Nesse ponto, existem razoáveis argumentos a favor do aborto, que,
pela exigüidade deste trabalho, não cabe aqui discuti-los.
A
autora abusa de um recurso retórico: a ampliação indevida dos argumentos.
No ponto a seguir, ela utiliza idéias relacionadas apenas com o
aborto quando a gravidez é decorrente de estupro e tenta utilizá-las
para qualquer discussão referente ao aborto: "Porém, independente
do conteúdo punitivo de natureza penal a criminalização do aborto
não tem caráter repressivo, porque nem toda gravidez decorre de
uma opção livre. Basta ver os surpreendentes índices da violência
doméstica e da violência sexual".
Ora,
é correto dizer que nem toda gravidez decorre de uma opção livre
(aliás, haveria uma "opção não-livre"?). Esse é exatamente o caso
da gravidez resultante de estupro, na qual o aborto é impune. E,
mesmo que o aborto fosse proibido, nesse caso também, a função da
incriminação seria, obviamente, repressiva. Incrimina-se uma conduta
para reprimi-la, desestimulá-la. Esse é o objetivo básico do Direito
Penal: reprimir condutas que lesam ou ameaçam bens considerados
relevantes pela sociedade. E, como visto anteriormente, a sociedade
brasileira considera, sim, que a vida do feto é digna de ser protegida
penalmente.
É
interessante que a autora dá uma dimensão quase religiosa ao aborto
ao afirmar que "as mulheres conciliam fé, moral e ética com a
decisão de abortar". Considero um ato de bom senso deixar a
fé fora disso, pois todas as grandes religiões são contrárias ao
aborto e todos os argumentos favoráveis a ele advêm de fontes seculares
ou mesmo manifestamente atéias.
Palavras
vazias de significado permeiam todo o texto: "A situação de submissão
que o modelo patriarcal da família ainda impõe à mulher não lhe
permite negar-se ao contato sexual". Gostaria de saber o que
ela entende por "modelo patriarcal". Por um acaso o homem
de hoje, em regra, submete as mulheres a algum tipo de domínio ou
mesmo de escravidão? Ou ainda teríamos algo como o pater familias
dos romanos, em que o pai tinha o direito de vida e morte sobre
os outros membros da família? É plausível dizer que as mulheres
não têm o direito de negar-se ao ato sexual?
Recomendo
fortemente à autora que leia um livrinho escrito por Esther Vilar,
cuja tradução em português é "O homem dominado". Ela descreve um
mundo radicalmente diferente daquele que a autora acredita existir.
Um dos pontos altos do livro é a lista das desvantagens do homem
moderno frente à mulher:
- os homens são obrigatoriamente alistados nas Forças Armadas;
as mulheres são livres para escolher;
- os homens são mandados para a linha de frente nas guerras, enquanto
as mulheres são preservadas;
- os homens aposentam-se mais tarde do que as mulheres, apesar
de viverem menos (no Brasil, a aposentadoria da mulher antecede
à do homem em cinco anos e sua expectativa de vida é sete anos
maior);
- os homens, praticamente, não têm influência sobre a reprodução.

▶ _FAÇA ISTO_:
Reproduza, do texto sobre o aborto, o trecho que vai de "Nesse ponto, existem" até "indevida dos argumentos.".

▶ _DADOS DO CONJUNTO_:
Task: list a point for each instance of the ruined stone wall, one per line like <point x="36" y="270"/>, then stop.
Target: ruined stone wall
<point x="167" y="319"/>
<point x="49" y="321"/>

▶ _RESPOSTA DA TAREFA_:
Nesse ponto, existem razoáveis argumentos a favor do aborto, que,
pela exigüidade deste trabalho, não cabe aqui discuti-los.
A
autora abusa de um recurso retórico: a ampliação indevida dos argumentos.